Instructions to follow: Down to the last line, set the entries down again exactly.

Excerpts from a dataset
━━━

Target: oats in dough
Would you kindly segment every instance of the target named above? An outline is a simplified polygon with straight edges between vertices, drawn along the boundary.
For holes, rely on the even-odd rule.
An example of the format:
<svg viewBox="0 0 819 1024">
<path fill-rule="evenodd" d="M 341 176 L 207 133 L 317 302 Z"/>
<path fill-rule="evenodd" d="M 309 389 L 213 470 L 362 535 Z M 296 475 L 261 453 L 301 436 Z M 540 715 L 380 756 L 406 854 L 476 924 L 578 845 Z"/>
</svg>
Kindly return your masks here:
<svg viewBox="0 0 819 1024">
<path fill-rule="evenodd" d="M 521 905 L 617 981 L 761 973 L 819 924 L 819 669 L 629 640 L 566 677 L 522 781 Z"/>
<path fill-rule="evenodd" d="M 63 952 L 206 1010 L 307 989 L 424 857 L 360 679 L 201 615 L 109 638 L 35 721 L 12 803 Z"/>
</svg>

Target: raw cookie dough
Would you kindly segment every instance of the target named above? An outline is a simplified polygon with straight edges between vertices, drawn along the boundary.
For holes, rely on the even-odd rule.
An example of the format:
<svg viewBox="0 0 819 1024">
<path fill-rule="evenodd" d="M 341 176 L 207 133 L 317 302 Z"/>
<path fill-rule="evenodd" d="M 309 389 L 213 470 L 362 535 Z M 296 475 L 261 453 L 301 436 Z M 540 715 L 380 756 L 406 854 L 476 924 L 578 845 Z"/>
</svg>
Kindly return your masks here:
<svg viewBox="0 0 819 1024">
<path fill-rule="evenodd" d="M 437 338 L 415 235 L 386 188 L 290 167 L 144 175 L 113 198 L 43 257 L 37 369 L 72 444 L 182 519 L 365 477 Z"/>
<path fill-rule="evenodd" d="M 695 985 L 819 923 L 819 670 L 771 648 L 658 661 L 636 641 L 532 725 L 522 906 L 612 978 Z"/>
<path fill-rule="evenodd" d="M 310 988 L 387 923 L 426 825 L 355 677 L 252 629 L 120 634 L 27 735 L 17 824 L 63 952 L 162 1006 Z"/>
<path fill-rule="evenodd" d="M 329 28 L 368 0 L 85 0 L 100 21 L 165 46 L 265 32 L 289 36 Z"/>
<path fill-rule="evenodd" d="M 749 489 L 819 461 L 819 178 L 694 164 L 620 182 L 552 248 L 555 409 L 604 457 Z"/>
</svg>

━━━

Your response:
Target: oats in dough
Would you kindly segment every instance of the target named above? An outline is a simplified polygon with straight edges between vertices, drawn along the boundary.
For holes, rely on the even-odd rule.
An example of the format:
<svg viewBox="0 0 819 1024">
<path fill-rule="evenodd" d="M 341 176 L 207 133 L 317 302 Z"/>
<path fill-rule="evenodd" d="M 309 389 L 213 470 L 362 535 Z M 296 475 L 261 453 L 301 436 Z M 540 715 L 380 756 L 406 854 L 476 924 L 578 845 Z"/>
</svg>
Kindly return your masks here:
<svg viewBox="0 0 819 1024">
<path fill-rule="evenodd" d="M 521 905 L 617 981 L 761 973 L 819 924 L 819 669 L 629 640 L 566 677 L 522 781 Z"/>
<path fill-rule="evenodd" d="M 63 952 L 206 1010 L 307 989 L 424 857 L 360 679 L 201 615 L 109 638 L 35 721 L 12 803 Z"/>
</svg>

Target: raw cookie dough
Would you kindly segment every instance of the target named above? An outline is a simplified polygon with straight edges between vertices, drawn along the boundary.
For holes, rely on the even-odd rule.
An example of the format:
<svg viewBox="0 0 819 1024">
<path fill-rule="evenodd" d="M 341 176 L 207 133 L 317 302 Z"/>
<path fill-rule="evenodd" d="M 309 389 L 213 470 L 362 535 Z M 296 475 L 261 453 L 301 436 Z M 540 715 L 380 756 L 406 854 L 476 924 L 578 845 Z"/>
</svg>
Kindly return your masks here:
<svg viewBox="0 0 819 1024">
<path fill-rule="evenodd" d="M 437 338 L 415 235 L 386 188 L 290 167 L 144 175 L 113 198 L 43 257 L 37 369 L 72 444 L 182 519 L 365 477 Z"/>
<path fill-rule="evenodd" d="M 695 985 L 819 923 L 819 670 L 771 648 L 658 661 L 636 641 L 532 725 L 522 906 L 612 978 Z"/>
<path fill-rule="evenodd" d="M 310 988 L 387 923 L 426 825 L 355 677 L 252 629 L 120 634 L 27 735 L 17 824 L 63 952 L 162 1006 Z"/>
<path fill-rule="evenodd" d="M 329 28 L 368 0 L 85 0 L 100 21 L 165 46 L 265 32 L 289 36 Z"/>
<path fill-rule="evenodd" d="M 749 489 L 819 461 L 819 178 L 694 164 L 620 182 L 552 248 L 555 409 L 604 457 Z"/>
</svg>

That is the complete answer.